YOUR OBJECTIVE:
Drop the pictures and extract exactly the lines from the one that contains "hey friend, could you box the porch" through the end of the material.

------

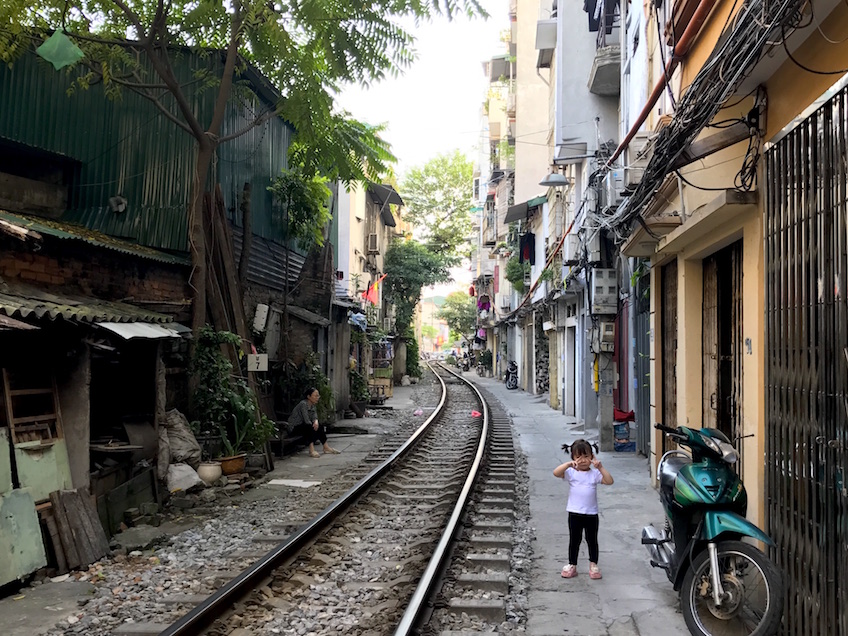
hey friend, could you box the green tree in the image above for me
[401,150,474,263]
[3,0,486,333]
[438,292,477,344]
[384,239,451,335]
[421,325,439,340]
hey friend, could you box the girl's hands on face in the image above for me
[591,458,602,469]
[575,456,592,470]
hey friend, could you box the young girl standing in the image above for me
[553,439,614,579]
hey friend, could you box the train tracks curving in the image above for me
[143,363,523,636]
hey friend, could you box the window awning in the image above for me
[367,184,403,227]
[96,322,191,340]
[504,195,547,224]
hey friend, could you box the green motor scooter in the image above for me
[642,423,784,635]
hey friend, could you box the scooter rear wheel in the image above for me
[505,376,518,390]
[680,540,783,636]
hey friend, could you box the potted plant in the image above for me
[191,327,276,475]
[349,369,370,418]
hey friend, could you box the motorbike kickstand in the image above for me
[707,543,725,607]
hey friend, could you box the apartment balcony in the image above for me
[588,9,620,96]
[589,45,620,95]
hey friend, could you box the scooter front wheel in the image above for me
[680,540,783,636]
[505,376,518,390]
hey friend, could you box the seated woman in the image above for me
[288,387,340,458]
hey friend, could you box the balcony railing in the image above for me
[595,5,620,48]
[588,4,621,95]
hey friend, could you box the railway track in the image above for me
[118,364,524,636]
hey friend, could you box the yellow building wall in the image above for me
[765,3,848,138]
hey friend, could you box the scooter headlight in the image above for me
[700,433,722,455]
[719,442,738,464]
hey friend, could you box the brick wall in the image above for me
[0,235,191,318]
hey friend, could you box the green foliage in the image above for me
[268,167,331,250]
[278,352,335,422]
[384,239,451,334]
[400,151,475,263]
[405,329,421,378]
[479,349,493,370]
[349,369,370,402]
[421,324,439,340]
[505,255,529,293]
[539,266,554,282]
[438,292,477,342]
[446,354,457,366]
[4,0,488,188]
[190,327,275,455]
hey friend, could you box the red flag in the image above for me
[365,274,387,305]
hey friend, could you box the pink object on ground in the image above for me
[561,565,577,578]
[589,564,602,579]
[471,410,482,418]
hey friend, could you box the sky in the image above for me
[337,0,510,178]
[337,1,510,299]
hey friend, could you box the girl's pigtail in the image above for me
[591,442,599,454]
[561,443,572,453]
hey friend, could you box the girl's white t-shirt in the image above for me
[564,466,603,514]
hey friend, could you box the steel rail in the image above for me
[393,362,490,636]
[158,365,449,636]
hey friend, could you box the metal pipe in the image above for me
[606,0,720,167]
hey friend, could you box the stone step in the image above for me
[456,572,509,593]
[112,623,170,635]
[448,598,506,622]
[466,553,510,572]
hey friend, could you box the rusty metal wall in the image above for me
[765,84,848,636]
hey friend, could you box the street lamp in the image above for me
[539,171,570,188]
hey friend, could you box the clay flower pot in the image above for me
[218,453,247,475]
[197,461,222,485]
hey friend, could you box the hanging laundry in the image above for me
[584,0,619,33]
[519,232,536,265]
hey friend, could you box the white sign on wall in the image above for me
[247,353,269,372]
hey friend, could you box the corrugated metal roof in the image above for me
[287,305,330,327]
[95,321,190,339]
[0,314,39,330]
[0,211,189,265]
[231,227,305,292]
[0,280,172,324]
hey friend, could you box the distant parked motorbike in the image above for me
[643,423,784,635]
[504,360,518,390]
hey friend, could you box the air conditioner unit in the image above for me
[604,170,624,209]
[367,233,379,254]
[563,234,580,265]
[588,231,601,263]
[590,268,618,314]
[624,133,651,191]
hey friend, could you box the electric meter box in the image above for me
[590,268,618,314]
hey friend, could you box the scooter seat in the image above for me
[659,456,689,494]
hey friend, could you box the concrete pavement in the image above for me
[467,372,689,636]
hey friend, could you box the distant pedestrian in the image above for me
[288,387,340,458]
[553,439,614,579]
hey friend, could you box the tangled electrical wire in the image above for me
[600,0,809,240]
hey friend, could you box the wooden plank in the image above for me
[64,490,98,566]
[49,490,81,569]
[9,388,53,396]
[11,413,57,424]
[43,510,68,574]
[81,490,111,558]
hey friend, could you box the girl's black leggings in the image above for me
[568,512,600,564]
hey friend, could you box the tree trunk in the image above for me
[190,140,215,334]
[238,182,252,288]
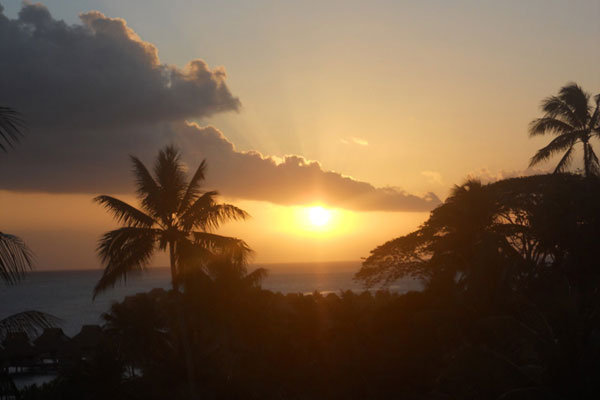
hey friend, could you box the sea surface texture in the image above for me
[0,261,422,336]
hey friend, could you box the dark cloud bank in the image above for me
[0,3,439,212]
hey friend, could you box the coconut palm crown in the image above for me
[529,83,600,177]
[0,106,58,337]
[0,106,32,285]
[93,145,251,298]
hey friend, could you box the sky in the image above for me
[0,0,599,270]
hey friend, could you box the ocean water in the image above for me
[0,262,422,336]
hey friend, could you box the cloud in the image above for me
[0,3,440,212]
[176,123,439,211]
[420,170,442,184]
[341,137,369,146]
[0,3,240,129]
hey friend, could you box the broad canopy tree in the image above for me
[356,174,600,297]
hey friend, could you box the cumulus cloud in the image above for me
[0,3,439,212]
[0,3,240,129]
[176,123,439,211]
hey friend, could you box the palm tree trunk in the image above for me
[169,241,199,399]
[583,141,590,178]
[169,241,179,291]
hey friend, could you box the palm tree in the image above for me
[0,106,56,339]
[529,83,600,177]
[93,145,251,297]
[94,145,251,397]
[0,106,31,287]
[0,233,57,338]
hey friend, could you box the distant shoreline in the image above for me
[29,260,364,274]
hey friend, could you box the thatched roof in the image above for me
[71,325,102,349]
[34,328,70,355]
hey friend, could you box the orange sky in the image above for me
[0,0,599,270]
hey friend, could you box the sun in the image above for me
[278,204,355,236]
[307,206,331,227]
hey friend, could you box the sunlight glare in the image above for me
[308,206,331,227]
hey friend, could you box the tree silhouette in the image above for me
[356,174,600,294]
[0,106,25,152]
[529,83,600,177]
[0,106,57,340]
[0,106,31,286]
[93,145,251,297]
[355,179,515,302]
[93,145,251,397]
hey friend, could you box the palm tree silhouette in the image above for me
[0,106,33,287]
[0,106,56,339]
[529,83,600,177]
[93,146,251,398]
[93,145,251,397]
[0,106,32,287]
[93,145,251,297]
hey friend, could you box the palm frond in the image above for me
[590,99,599,134]
[188,203,249,232]
[94,227,157,298]
[174,238,216,275]
[130,156,162,218]
[0,107,26,152]
[553,145,574,173]
[529,134,577,167]
[243,267,268,287]
[190,231,251,252]
[0,311,60,339]
[178,191,218,230]
[190,231,253,264]
[94,195,156,228]
[154,145,187,215]
[586,143,600,176]
[0,233,34,285]
[178,159,207,214]
[540,96,581,127]
[528,117,574,137]
[558,83,591,125]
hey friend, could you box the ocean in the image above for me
[0,261,422,336]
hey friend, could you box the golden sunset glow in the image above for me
[283,205,358,237]
[307,206,331,227]
[1,1,598,397]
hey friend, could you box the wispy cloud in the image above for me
[341,137,369,146]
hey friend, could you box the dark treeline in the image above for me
[19,173,600,400]
[6,83,600,399]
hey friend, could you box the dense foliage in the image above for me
[20,174,600,400]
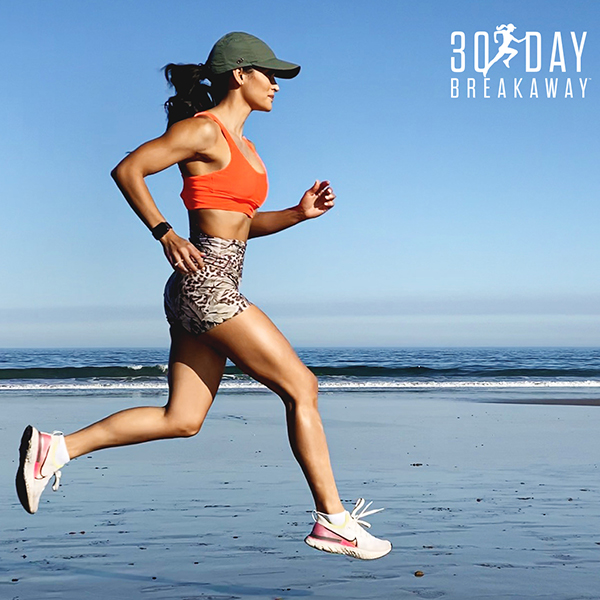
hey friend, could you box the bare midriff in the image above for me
[188,208,252,242]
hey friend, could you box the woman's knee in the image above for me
[163,408,204,438]
[174,421,203,438]
[284,370,319,410]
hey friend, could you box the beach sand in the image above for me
[1,389,599,599]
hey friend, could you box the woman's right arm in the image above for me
[111,118,218,273]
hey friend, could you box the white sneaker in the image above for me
[304,498,392,560]
[16,426,66,514]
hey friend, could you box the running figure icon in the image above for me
[483,24,525,77]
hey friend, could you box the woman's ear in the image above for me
[231,68,245,86]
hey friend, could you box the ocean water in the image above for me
[1,347,600,404]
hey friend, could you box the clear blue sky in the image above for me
[1,0,598,347]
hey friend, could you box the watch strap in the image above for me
[151,221,172,240]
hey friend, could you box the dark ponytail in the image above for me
[163,63,230,128]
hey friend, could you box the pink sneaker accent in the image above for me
[34,432,53,479]
[307,522,358,547]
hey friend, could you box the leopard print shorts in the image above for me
[164,232,250,335]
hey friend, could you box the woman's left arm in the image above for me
[249,180,335,239]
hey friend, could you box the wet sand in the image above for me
[1,390,599,599]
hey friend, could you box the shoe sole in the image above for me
[304,534,392,560]
[16,425,36,514]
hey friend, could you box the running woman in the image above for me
[15,32,391,560]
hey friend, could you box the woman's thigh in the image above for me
[166,326,227,426]
[203,305,316,400]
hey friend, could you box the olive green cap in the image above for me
[207,32,300,79]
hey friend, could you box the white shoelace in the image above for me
[52,470,62,492]
[43,430,66,492]
[349,498,385,529]
[312,498,386,528]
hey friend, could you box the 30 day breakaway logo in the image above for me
[450,25,590,99]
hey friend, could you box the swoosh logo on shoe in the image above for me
[310,532,358,547]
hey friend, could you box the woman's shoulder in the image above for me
[166,113,222,152]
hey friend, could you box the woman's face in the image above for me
[241,67,279,112]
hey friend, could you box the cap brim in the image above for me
[254,57,301,79]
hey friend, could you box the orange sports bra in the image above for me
[180,111,269,217]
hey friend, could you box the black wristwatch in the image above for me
[151,221,172,240]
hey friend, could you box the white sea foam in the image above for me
[2,379,600,392]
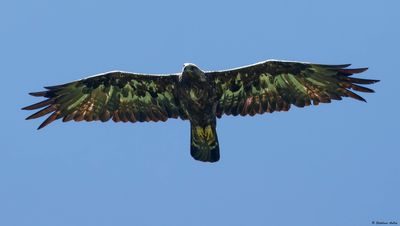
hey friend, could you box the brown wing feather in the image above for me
[207,60,379,118]
[23,71,187,129]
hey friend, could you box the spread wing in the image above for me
[23,71,186,129]
[207,60,379,118]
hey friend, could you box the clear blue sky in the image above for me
[1,1,398,226]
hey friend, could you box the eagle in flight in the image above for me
[23,60,379,162]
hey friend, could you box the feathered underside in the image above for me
[206,60,379,117]
[23,71,187,129]
[23,60,379,130]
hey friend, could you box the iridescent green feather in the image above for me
[208,60,378,117]
[23,71,184,129]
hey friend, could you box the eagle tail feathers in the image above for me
[190,123,220,162]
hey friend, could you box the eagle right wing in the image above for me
[207,60,379,117]
[23,71,187,129]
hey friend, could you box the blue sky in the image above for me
[1,0,399,226]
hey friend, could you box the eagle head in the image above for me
[181,63,206,82]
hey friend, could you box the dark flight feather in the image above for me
[207,60,379,118]
[23,71,187,129]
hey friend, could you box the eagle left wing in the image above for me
[206,60,379,118]
[23,71,186,129]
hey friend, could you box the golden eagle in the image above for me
[23,60,379,162]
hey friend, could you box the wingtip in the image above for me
[360,96,367,102]
[340,67,369,74]
[357,67,369,73]
[29,91,47,97]
[338,63,352,68]
[356,96,367,103]
[37,119,50,130]
[37,124,45,130]
[317,63,352,68]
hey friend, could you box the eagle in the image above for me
[23,60,379,162]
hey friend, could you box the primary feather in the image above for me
[207,61,378,117]
[23,71,186,129]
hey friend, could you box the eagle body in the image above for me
[178,64,220,161]
[23,60,379,163]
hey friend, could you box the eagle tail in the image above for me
[190,122,220,162]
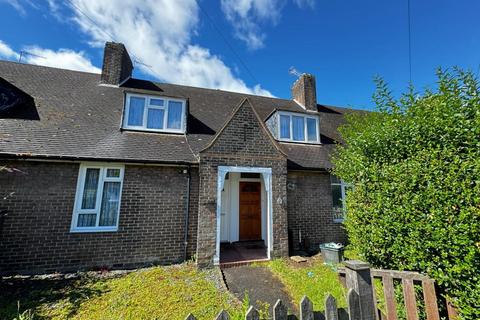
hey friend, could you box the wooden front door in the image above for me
[239,181,262,241]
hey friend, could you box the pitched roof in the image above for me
[0,60,365,169]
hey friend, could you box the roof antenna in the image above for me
[133,58,152,69]
[18,50,46,63]
[289,66,302,78]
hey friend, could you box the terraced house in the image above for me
[0,42,359,274]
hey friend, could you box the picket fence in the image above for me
[185,260,458,320]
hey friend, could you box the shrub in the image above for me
[332,68,480,319]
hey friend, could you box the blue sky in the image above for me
[0,0,479,110]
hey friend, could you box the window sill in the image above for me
[121,127,185,135]
[70,227,118,233]
[278,140,322,145]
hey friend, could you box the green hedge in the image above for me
[332,69,480,319]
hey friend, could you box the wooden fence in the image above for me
[338,264,459,320]
[185,260,458,320]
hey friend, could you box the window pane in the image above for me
[106,168,120,178]
[331,184,343,209]
[307,118,317,141]
[150,98,164,106]
[81,168,99,209]
[147,108,164,129]
[167,101,183,129]
[280,115,290,139]
[77,213,96,227]
[292,116,305,141]
[127,97,145,126]
[330,174,341,184]
[240,172,261,179]
[99,181,121,226]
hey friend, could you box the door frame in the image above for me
[215,166,273,265]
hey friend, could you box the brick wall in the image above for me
[197,99,289,267]
[0,161,199,274]
[287,170,346,252]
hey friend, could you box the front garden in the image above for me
[1,256,348,320]
[1,263,242,320]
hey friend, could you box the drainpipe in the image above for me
[183,166,191,261]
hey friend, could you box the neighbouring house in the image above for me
[0,42,360,274]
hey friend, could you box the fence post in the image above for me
[273,299,288,320]
[345,260,376,320]
[300,296,314,320]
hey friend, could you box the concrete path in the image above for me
[222,265,296,314]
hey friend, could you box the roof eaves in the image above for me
[0,152,199,166]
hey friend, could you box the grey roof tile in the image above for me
[0,60,364,169]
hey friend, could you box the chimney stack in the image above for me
[291,73,317,111]
[100,42,133,86]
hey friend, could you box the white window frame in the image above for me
[70,163,125,233]
[331,176,348,223]
[277,111,320,144]
[123,93,186,134]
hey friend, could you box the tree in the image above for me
[332,68,480,319]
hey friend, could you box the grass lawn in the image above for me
[261,255,347,311]
[1,263,243,320]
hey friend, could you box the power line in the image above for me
[64,0,156,75]
[407,0,412,83]
[197,2,260,84]
[65,0,116,42]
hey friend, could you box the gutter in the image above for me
[183,166,191,261]
[0,153,199,166]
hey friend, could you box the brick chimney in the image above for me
[100,42,133,86]
[291,73,317,111]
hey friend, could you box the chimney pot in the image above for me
[291,73,317,111]
[100,42,133,86]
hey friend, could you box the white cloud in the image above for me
[60,0,272,96]
[23,47,100,73]
[0,40,19,60]
[0,0,38,16]
[0,39,100,73]
[292,0,315,9]
[221,0,284,50]
[1,0,26,15]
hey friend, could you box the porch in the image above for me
[219,241,268,266]
[215,166,273,265]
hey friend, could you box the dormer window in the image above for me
[123,93,186,133]
[277,111,320,143]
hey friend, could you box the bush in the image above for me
[332,68,480,319]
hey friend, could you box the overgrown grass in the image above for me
[262,257,347,311]
[1,263,243,320]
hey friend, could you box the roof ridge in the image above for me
[0,59,101,77]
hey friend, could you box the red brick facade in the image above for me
[287,171,346,251]
[0,109,345,274]
[0,161,198,274]
[196,99,289,267]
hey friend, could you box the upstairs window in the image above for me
[278,111,319,143]
[123,93,186,133]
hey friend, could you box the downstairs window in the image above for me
[331,175,350,222]
[71,164,124,232]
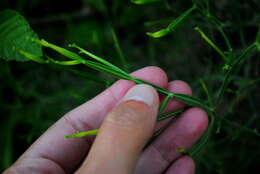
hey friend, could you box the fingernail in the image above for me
[121,84,159,107]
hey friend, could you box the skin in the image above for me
[3,66,208,174]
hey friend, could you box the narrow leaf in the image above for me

------

EXERCISE SOLUTION:
hey friend, could you box the porch in the image above for me
[219,241,268,266]
[215,166,273,265]
hey friend, could you box the dormer window in the image above for me
[123,93,186,133]
[277,111,320,143]
hey friend, could you box the bush in the image above for me
[332,68,480,319]
hey friend, could you box the overgrown grass in the image above for me
[262,257,347,311]
[1,263,243,320]
hey friend, could you box the roof ridge in the image above for me
[0,59,101,77]
hey friend, could you box the red brick facade in the image above for me
[287,171,346,251]
[0,109,345,274]
[0,161,198,274]
[196,99,289,267]
hey friend, could you box the upstairs window in the image above for me
[278,111,319,143]
[123,93,186,133]
hey friend, could you box the downstairs window in the image above for me
[331,175,350,222]
[71,164,124,232]
hey friend, could you box the fingernail in the image above for me
[121,84,159,107]
hey friend, could you box the skin in the image above for me
[3,66,208,174]
hey friend, could you box the narrow leaf in the image above for me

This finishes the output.